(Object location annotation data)

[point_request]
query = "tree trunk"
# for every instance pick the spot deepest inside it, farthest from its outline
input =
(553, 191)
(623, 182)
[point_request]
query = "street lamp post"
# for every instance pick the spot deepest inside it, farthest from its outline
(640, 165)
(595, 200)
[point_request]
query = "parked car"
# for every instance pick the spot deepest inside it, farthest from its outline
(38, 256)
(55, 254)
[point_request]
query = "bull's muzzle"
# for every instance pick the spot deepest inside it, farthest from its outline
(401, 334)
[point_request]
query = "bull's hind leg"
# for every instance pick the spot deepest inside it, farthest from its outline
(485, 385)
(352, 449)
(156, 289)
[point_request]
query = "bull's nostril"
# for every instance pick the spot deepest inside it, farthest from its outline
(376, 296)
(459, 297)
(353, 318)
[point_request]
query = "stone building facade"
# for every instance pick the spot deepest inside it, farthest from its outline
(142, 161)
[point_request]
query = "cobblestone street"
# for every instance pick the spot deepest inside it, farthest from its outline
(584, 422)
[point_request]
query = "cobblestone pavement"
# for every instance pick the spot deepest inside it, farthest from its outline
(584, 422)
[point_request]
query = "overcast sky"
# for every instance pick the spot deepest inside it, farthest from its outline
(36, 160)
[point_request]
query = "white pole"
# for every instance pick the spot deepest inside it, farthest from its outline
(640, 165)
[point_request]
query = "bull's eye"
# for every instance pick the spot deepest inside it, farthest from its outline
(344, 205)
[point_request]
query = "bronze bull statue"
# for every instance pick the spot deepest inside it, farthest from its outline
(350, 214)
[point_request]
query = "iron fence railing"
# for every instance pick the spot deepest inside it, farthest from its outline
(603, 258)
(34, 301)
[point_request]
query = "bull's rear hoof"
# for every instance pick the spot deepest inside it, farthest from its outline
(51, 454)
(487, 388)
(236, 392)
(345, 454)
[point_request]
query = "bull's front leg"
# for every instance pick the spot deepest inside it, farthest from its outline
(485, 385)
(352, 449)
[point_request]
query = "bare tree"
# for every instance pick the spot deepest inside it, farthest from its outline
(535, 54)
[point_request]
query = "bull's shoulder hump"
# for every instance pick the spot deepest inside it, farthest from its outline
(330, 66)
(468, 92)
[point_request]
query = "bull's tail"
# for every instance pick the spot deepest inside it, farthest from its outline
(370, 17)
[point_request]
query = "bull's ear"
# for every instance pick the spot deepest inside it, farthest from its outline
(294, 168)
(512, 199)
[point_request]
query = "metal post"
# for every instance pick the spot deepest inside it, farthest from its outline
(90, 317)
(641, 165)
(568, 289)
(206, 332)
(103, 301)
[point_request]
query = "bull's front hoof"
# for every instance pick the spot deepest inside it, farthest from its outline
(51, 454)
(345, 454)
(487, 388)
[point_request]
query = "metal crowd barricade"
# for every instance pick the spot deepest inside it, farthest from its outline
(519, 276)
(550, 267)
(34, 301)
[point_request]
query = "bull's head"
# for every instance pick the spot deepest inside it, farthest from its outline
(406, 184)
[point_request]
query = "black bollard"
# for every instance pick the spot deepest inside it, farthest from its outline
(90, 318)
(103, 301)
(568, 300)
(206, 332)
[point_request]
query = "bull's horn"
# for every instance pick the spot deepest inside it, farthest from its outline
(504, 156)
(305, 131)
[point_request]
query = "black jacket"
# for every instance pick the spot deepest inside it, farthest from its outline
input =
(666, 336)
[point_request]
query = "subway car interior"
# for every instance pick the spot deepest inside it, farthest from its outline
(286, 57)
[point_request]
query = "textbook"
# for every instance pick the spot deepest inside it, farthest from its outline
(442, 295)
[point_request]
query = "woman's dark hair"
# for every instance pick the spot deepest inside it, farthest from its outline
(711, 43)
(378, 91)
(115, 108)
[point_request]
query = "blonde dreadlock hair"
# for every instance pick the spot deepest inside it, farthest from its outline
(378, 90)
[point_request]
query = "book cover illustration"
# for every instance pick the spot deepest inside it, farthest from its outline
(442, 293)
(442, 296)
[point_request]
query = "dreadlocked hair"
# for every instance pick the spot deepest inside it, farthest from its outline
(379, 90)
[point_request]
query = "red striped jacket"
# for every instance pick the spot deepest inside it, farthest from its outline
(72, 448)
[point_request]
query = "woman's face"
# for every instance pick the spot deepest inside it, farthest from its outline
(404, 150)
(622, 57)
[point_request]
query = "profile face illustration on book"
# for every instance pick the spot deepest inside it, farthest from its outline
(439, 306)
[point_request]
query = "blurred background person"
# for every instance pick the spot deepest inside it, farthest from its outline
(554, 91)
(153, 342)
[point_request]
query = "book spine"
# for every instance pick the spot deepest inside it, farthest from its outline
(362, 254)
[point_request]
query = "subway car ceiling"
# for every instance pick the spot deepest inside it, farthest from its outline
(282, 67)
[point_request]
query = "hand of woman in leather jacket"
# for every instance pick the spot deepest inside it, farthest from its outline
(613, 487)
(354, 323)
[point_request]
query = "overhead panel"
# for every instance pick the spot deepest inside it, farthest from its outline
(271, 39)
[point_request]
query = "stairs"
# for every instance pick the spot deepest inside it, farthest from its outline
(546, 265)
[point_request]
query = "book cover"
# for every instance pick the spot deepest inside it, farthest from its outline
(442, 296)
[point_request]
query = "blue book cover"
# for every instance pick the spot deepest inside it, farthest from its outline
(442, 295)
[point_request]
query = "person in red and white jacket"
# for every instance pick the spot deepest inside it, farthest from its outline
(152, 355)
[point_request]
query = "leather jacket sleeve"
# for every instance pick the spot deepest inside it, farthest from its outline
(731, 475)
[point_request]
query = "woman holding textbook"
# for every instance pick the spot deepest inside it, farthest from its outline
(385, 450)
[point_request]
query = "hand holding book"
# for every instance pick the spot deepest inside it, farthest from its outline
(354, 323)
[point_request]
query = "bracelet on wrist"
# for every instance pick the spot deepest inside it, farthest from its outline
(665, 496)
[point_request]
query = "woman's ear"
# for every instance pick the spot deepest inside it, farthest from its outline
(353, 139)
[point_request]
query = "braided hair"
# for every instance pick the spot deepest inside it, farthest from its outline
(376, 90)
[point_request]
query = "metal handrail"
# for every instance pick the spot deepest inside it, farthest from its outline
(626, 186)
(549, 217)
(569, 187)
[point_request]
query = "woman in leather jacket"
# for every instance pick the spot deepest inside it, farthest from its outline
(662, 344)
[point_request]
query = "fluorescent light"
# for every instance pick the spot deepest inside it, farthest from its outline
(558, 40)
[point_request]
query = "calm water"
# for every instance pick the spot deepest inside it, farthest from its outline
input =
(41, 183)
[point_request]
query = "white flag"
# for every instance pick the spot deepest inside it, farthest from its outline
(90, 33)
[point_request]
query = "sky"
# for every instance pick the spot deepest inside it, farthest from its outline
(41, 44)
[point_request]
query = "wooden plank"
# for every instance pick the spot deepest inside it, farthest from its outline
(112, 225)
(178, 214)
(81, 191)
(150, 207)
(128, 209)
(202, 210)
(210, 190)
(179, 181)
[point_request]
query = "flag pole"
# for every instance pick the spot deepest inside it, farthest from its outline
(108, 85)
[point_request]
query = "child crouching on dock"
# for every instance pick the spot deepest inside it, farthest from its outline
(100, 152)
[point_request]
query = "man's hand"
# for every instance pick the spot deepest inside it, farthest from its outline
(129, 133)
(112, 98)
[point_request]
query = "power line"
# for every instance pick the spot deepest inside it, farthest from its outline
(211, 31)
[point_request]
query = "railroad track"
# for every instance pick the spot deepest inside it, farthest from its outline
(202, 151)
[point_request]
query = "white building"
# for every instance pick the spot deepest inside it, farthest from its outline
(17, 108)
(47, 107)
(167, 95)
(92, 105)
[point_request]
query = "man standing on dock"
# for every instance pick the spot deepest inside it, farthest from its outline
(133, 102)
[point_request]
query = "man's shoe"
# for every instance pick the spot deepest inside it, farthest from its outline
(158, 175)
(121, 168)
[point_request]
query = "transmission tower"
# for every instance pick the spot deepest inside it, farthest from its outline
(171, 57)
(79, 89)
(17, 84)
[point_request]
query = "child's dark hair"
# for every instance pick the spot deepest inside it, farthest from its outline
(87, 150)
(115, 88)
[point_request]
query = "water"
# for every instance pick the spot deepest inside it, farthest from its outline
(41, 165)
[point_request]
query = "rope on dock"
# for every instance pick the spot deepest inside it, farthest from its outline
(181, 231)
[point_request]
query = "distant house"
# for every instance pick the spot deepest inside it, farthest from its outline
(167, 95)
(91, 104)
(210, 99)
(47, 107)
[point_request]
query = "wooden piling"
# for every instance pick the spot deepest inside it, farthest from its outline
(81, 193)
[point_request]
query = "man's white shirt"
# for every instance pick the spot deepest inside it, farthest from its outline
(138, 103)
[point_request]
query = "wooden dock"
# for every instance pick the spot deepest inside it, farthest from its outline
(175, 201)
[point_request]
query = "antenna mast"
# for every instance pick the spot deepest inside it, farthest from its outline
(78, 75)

# What is expected
Filter the material above down to every line that contains the word "hoof", matching case exactly.

# Result for this exercise
query = "bull's rear hoof"
query = "bull's front hoof"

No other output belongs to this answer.